> GIVEN INFORMATION:

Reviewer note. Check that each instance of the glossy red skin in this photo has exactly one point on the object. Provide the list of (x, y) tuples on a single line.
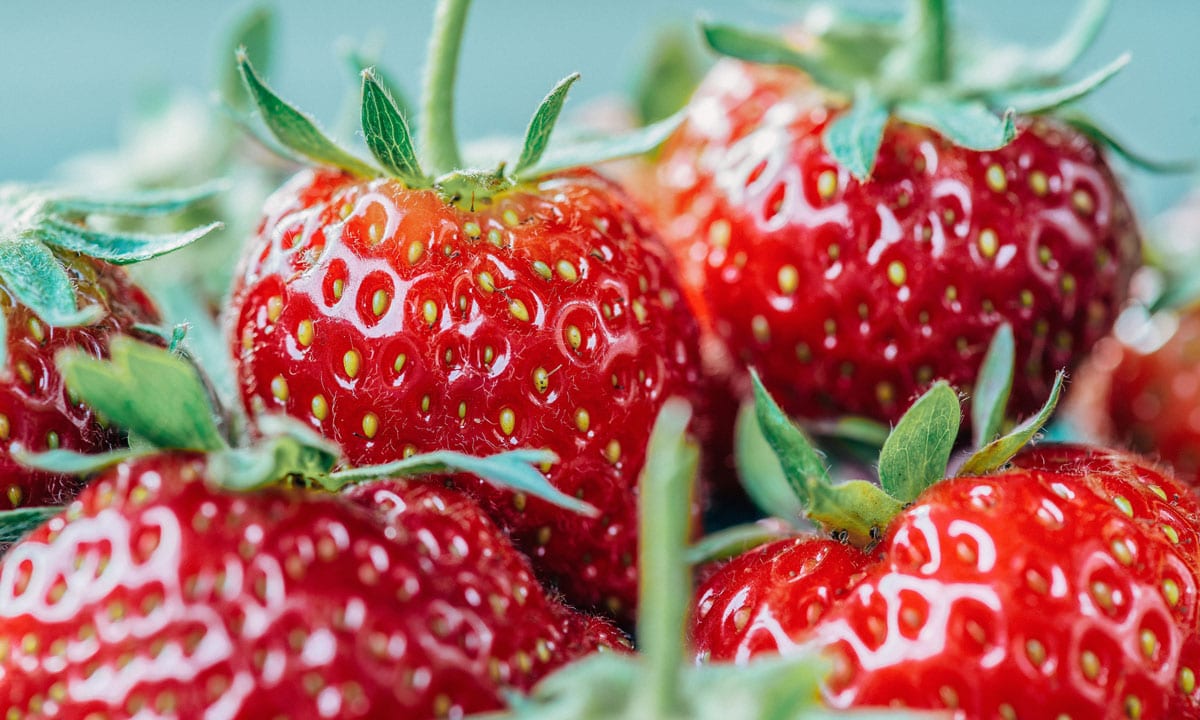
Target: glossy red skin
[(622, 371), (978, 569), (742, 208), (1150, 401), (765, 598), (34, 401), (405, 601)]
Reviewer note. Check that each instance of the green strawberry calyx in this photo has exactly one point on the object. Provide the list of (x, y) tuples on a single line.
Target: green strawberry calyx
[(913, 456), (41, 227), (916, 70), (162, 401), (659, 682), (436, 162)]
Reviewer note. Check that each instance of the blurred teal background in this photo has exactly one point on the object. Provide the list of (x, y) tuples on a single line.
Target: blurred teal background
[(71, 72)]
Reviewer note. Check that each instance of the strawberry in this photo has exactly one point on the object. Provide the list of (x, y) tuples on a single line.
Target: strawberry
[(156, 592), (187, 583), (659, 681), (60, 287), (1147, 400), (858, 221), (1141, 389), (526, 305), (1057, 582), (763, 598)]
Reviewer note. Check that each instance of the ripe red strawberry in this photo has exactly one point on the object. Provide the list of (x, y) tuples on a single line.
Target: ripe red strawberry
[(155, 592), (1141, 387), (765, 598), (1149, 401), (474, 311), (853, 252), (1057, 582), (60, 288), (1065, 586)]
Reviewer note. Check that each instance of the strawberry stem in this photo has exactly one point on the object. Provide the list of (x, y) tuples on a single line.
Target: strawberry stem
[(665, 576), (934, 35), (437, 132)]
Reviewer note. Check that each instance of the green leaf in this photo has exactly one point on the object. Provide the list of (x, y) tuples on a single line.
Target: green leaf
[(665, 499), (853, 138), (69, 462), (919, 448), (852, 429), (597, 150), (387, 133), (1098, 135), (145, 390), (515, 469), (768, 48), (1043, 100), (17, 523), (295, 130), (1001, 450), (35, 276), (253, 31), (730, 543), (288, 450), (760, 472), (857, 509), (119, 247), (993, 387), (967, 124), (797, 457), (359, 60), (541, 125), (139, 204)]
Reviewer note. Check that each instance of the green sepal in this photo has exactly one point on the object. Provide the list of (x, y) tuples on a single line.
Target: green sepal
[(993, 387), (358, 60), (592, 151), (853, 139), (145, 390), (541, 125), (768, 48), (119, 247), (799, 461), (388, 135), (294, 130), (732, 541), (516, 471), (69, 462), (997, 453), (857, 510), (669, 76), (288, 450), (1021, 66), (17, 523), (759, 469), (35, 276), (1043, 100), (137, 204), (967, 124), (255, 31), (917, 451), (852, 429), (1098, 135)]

--

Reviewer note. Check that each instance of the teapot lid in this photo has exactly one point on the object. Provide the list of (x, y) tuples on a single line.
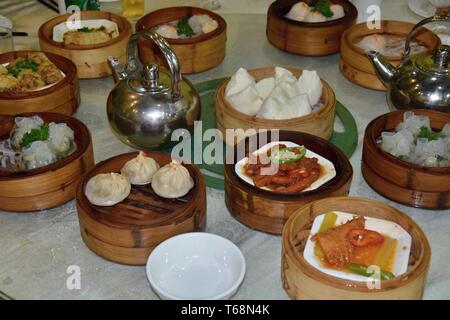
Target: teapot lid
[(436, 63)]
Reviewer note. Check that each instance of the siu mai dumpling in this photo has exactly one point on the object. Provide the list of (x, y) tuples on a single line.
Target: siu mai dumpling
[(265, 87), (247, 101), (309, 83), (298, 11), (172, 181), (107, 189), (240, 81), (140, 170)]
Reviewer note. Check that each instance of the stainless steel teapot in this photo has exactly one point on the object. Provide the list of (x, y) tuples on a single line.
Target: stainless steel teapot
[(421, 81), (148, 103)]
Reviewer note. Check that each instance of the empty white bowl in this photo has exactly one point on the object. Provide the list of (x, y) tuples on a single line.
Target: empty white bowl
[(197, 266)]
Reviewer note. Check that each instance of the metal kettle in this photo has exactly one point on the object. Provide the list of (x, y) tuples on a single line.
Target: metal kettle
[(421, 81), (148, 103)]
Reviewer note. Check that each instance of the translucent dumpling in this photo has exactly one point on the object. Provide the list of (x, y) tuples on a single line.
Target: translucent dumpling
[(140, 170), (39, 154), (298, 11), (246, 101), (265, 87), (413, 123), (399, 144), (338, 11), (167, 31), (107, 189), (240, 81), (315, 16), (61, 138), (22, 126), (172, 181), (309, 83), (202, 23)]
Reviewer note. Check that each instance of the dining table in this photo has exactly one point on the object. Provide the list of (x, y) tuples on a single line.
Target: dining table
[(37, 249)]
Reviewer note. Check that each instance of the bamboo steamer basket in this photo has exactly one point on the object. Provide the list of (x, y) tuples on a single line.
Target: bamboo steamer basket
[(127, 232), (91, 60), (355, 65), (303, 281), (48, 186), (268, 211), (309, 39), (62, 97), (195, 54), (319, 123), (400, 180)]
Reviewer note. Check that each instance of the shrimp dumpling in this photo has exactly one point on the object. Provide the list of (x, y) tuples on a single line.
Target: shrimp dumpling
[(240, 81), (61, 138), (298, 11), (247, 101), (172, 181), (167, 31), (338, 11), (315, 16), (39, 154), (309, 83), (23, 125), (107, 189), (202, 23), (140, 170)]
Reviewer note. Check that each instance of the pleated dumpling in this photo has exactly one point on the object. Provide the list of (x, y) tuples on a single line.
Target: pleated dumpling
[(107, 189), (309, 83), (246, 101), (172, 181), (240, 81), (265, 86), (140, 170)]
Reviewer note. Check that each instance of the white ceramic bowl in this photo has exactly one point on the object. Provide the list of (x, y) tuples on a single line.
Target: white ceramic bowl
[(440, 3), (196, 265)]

> BRIEF:
Express everything from the line containing "Reviewer note. Check that each instance of the teapot" down to the line containing "[(436, 63)]" as a two-column CSV with the headers record and points. Give one row per record, with its text and its answer each in a single quoted field, line breaks turned into spaces, and the picture left out.

> WORKED ANSWER:
record,points
"Reviewer note. Check that each instance of the teapot lid in this photo has exactly one point on the object. Provide the list of (x, y) tuples on a single line. Target: teapot lid","[(436, 63)]"